→ **Instructions to follow**:
Reproduce every entry exactly as shown.

→ **Raw data**:
· · · · ·

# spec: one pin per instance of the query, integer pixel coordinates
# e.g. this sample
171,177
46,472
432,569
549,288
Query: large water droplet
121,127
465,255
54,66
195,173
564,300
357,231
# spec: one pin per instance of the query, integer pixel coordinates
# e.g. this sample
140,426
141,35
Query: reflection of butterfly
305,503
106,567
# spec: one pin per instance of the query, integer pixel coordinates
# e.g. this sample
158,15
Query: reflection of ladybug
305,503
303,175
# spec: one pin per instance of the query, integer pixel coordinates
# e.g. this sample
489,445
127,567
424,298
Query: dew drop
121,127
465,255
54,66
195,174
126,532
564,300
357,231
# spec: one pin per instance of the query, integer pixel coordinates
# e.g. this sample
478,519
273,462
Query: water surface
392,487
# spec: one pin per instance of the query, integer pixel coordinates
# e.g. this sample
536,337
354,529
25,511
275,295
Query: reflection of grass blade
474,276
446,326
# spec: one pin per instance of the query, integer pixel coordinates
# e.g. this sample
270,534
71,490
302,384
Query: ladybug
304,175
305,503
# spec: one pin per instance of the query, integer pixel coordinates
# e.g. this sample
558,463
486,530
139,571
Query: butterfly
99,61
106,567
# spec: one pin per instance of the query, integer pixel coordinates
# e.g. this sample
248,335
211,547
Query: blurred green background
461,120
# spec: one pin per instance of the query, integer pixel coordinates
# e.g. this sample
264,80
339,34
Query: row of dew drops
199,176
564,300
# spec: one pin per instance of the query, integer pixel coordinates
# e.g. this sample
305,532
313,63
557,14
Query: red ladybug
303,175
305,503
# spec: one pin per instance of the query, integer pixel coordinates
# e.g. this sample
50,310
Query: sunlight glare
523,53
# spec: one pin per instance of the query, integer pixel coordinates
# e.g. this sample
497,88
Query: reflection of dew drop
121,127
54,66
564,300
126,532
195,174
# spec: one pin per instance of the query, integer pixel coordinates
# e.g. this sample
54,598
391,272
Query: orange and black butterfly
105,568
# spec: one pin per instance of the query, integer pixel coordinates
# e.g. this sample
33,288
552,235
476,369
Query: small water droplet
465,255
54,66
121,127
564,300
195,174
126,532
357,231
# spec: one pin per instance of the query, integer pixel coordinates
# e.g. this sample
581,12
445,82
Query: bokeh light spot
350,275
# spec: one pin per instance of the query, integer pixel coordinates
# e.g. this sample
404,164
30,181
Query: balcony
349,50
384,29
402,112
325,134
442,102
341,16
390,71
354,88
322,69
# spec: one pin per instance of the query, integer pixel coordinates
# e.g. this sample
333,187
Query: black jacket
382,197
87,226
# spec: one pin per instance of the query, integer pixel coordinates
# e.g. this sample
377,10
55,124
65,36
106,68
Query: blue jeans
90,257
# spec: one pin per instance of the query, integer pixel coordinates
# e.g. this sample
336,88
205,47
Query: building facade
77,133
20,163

· · · · ·

→ **Solution for this problem**:
# spec: one pin per instance of the query, integer pixel coordinates
# e.g. this sample
171,177
46,472
432,569
549,288
Query: large water droplet
121,127
465,255
54,66
195,173
564,300
357,231
# spec: one pin per instance of the query, integer pixel coordinates
# e.g. this sample
140,426
141,35
Query: reflection of butterfly
305,503
106,567
# spec: one pin per instance of the query, integer pixel coordinates
# e.g. this sample
158,15
Query: reflection of ladybug
305,503
303,175
# spec: one pin per instance of the query, integer pixel coordinates
# e.g. this sample
489,445
127,567
424,298
Query: dew drop
121,127
465,255
54,66
195,174
126,532
564,300
357,231
# spec: one pin per instance of the query, integer pixel coordinates
# e.g. this sample
478,519
273,462
Query: water surface
392,487
# spec: one pin per instance of the query, integer pixel coordinates
# e.g. this sample
536,337
354,529
25,511
275,295
Query: reflection of grass blade
474,276
446,326
# spec: one pin per instance of the query, integer pixel coordinates
# e.g. this sample
270,534
71,490
302,384
Query: ladybug
304,175
305,503
# spec: one pin per instance of the query, integer pixel coordinates
# e.g. this sample
558,463
486,530
139,571
Query: butterfly
99,61
106,567
# spec: one pin per instance of the query, integer pixel coordinates
# e.g. this sample
248,335
211,547
Query: blurred green background
461,120
# spec: one pin per instance of the query, integer pixel coordinates
# e.g. this sample
264,80
339,34
Query: row of dew drops
199,176
564,300
# spec: one pin per instance of the query, integer pixel coordinates
# e.g. this sample
305,532
313,63
557,14
Query: red ladybug
303,175
305,503
# spec: one pin per instance of the query, integer pixel coordinates
# e.g. this sample
50,310
Query: sunlight glare
523,53
# spec: one pin per instance of the query, integer pixel coordinates
# e.g. this sample
497,88
Query: reflection of dew drop
121,127
54,66
564,300
126,532
195,174
# spec: one pin per instance of the query, integer pixel coordinates
# e.g. this sample
54,598
391,272
Query: orange and black butterfly
105,568
# spec: one pin per instance of the query, integer pixel coordinates
# e.g. this sample
33,288
552,235
476,369
Query: small water droplet
465,255
54,66
121,127
564,300
195,174
126,532
357,231
# spec: one pin per instance of the query, integer pixel coordinates
# e.g. this sample
581,12
445,82
Query: bokeh light spot
350,275
# spec: one pin per instance of the query, integer pixel coordinates
# e.g. this sample
404,164
30,181
Query: balcony
349,50
384,29
402,112
325,134
442,102
341,16
390,71
354,88
322,69
# spec: one pin per instance of the query, integer pixel coordinates
# e.g. this sample
333,187
Query: black jacket
382,197
87,226
# spec: one pin per instance of the query, integer pixel coordinates
# e.g. this sample
377,10
55,124
65,36
106,68
Query: blue jeans
90,257
# spec: one pin per instance of the query, integer pixel coordinates
# e.g. this sample
336,88
205,47
Query: building facade
77,133
20,163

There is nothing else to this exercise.